Directive → Can you write out the records below again with each "one pin per instance" swapped for "one point per instance", keeping everything else the same and leaving out the picture?

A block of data
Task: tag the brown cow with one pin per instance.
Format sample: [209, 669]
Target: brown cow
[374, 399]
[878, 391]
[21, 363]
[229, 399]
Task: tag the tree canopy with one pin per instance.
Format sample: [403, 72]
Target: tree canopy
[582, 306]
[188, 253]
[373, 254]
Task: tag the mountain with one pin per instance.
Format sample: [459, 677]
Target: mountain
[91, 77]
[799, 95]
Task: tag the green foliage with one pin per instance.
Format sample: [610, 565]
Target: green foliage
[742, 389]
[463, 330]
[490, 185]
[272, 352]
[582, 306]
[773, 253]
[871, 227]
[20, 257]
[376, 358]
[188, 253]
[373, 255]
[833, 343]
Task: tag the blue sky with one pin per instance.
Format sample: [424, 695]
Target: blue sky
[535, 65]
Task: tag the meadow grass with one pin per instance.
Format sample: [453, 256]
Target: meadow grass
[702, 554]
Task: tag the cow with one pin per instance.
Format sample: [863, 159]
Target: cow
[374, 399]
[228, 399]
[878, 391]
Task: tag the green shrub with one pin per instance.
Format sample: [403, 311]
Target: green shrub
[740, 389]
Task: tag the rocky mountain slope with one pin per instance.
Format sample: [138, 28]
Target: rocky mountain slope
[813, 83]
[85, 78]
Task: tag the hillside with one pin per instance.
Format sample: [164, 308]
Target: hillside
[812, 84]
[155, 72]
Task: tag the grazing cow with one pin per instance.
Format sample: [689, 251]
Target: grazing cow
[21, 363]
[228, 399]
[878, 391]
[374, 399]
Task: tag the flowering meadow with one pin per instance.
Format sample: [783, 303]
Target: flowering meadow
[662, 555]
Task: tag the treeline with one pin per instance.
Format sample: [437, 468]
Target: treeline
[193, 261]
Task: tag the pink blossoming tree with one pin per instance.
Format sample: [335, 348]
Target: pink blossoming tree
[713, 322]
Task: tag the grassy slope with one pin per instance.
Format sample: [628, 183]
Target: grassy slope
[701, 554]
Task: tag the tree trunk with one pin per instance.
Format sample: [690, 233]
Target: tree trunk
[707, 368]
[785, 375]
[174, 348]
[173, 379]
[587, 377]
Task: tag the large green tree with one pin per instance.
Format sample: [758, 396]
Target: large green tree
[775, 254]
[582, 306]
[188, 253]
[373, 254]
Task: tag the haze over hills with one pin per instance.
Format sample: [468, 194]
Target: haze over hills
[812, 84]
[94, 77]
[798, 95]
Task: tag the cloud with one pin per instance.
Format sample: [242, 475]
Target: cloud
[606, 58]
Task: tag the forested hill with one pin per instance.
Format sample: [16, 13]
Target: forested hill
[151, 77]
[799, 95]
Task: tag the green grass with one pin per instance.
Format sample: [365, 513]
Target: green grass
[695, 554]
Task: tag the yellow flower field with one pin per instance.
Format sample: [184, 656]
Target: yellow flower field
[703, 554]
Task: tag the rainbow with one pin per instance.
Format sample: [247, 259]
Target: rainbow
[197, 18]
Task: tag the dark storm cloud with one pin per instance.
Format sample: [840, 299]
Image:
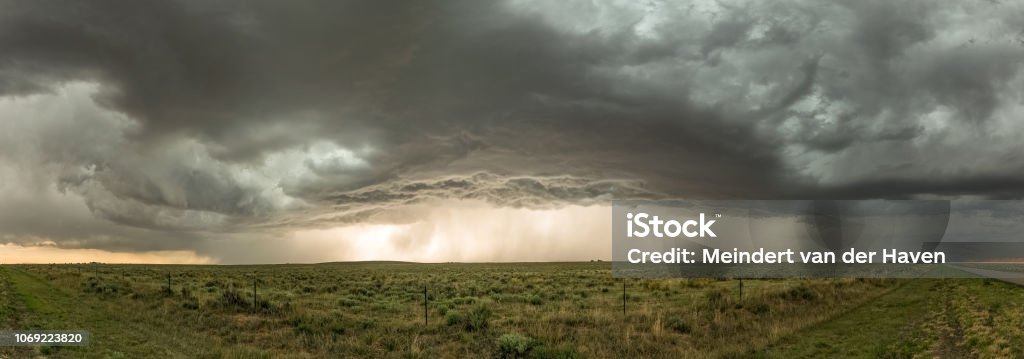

Written solution →
Task: tag the brown cow with one point per instance.
Format sample: [209, 669]
Target: brown cow
[374, 399]
[878, 391]
[21, 363]
[229, 399]
Task: tag the tree canopy with one point per instance.
Format sample: [403, 72]
Target: tree canopy
[582, 306]
[188, 253]
[373, 254]
Task: tag the mountain with one point per instance.
Format sample: [459, 677]
Target: mountain
[91, 77]
[799, 95]
Task: tag the green foliage with one point per instance.
Format sample: [610, 565]
Target: green foliage
[742, 389]
[463, 330]
[490, 185]
[272, 352]
[582, 306]
[773, 253]
[871, 227]
[20, 257]
[376, 358]
[188, 253]
[373, 255]
[833, 343]
Task: tag the blue sky with one point per instance.
Format sample: [424, 695]
Target: blue sky
[535, 65]
Task: tag the meadow grass with one point per instance.
Format sample: [453, 256]
Target: meadow grass
[702, 554]
Task: tag the cow with one point per instance.
Format sample: [863, 159]
Target: cow
[374, 399]
[228, 399]
[878, 391]
Task: tag the green shrub with one point per instance.
Format sample: [403, 311]
Target: green shrub
[740, 389]
Task: tag the rocky mountain slope with one point per instance.
Format sample: [138, 28]
Target: rocky mountain slope
[813, 83]
[85, 78]
Task: tag the hillside with one point per instance.
Format sample: [164, 308]
Target: hillside
[812, 84]
[155, 72]
Task: tag the grazing cow with one point per instance.
Format sample: [689, 251]
Target: grazing cow
[21, 363]
[228, 399]
[878, 391]
[374, 399]
Task: tag the flowering meadow with one point per instance.
Format sample: [783, 303]
Target: flowering meadow
[662, 555]
Task: tag the treeline with one point per instance.
Format sample: [437, 468]
Target: treeline
[193, 261]
Task: tag the pink blossoming tree with one point per instance.
Format sample: [335, 348]
Target: pink blossoming tree
[713, 322]
Task: tag the grassy slope with one point per instance.
Format sample: [628, 183]
Target: grassy slope
[701, 554]
Task: tag the tree trunk with one point per instance.
Format sample: [690, 233]
Target: tree trunk
[707, 368]
[785, 375]
[174, 348]
[173, 379]
[587, 377]
Task: tag the large green tree with one point per instance.
Format sample: [758, 396]
Target: large green tree
[775, 254]
[582, 306]
[188, 253]
[373, 254]
Task: tag the haze over hills with one point per instance.
Format sample: [468, 194]
Target: haze over hills
[812, 84]
[94, 77]
[798, 95]
Task: tag the cloud with one point per instance.
Format sample: [242, 475]
Target: cloud
[606, 58]
Task: tag the forested hill with one point per instance.
Format sample: [16, 13]
Target: forested hill
[151, 77]
[799, 95]
Task: tag the green grass with one point per instance.
Format sample: [365, 513]
Target: green grass
[695, 554]
Task: tag the yellow flower field with one point per instance.
Format sample: [184, 656]
Target: yellow flower field
[703, 554]
Task: tag the rainbow with one point per instance.
Format sample: [247, 259]
Target: rainbow
[197, 18]
Task: tag the dark storm cloud with one point per instance.
Format sample: [840, 299]
Image:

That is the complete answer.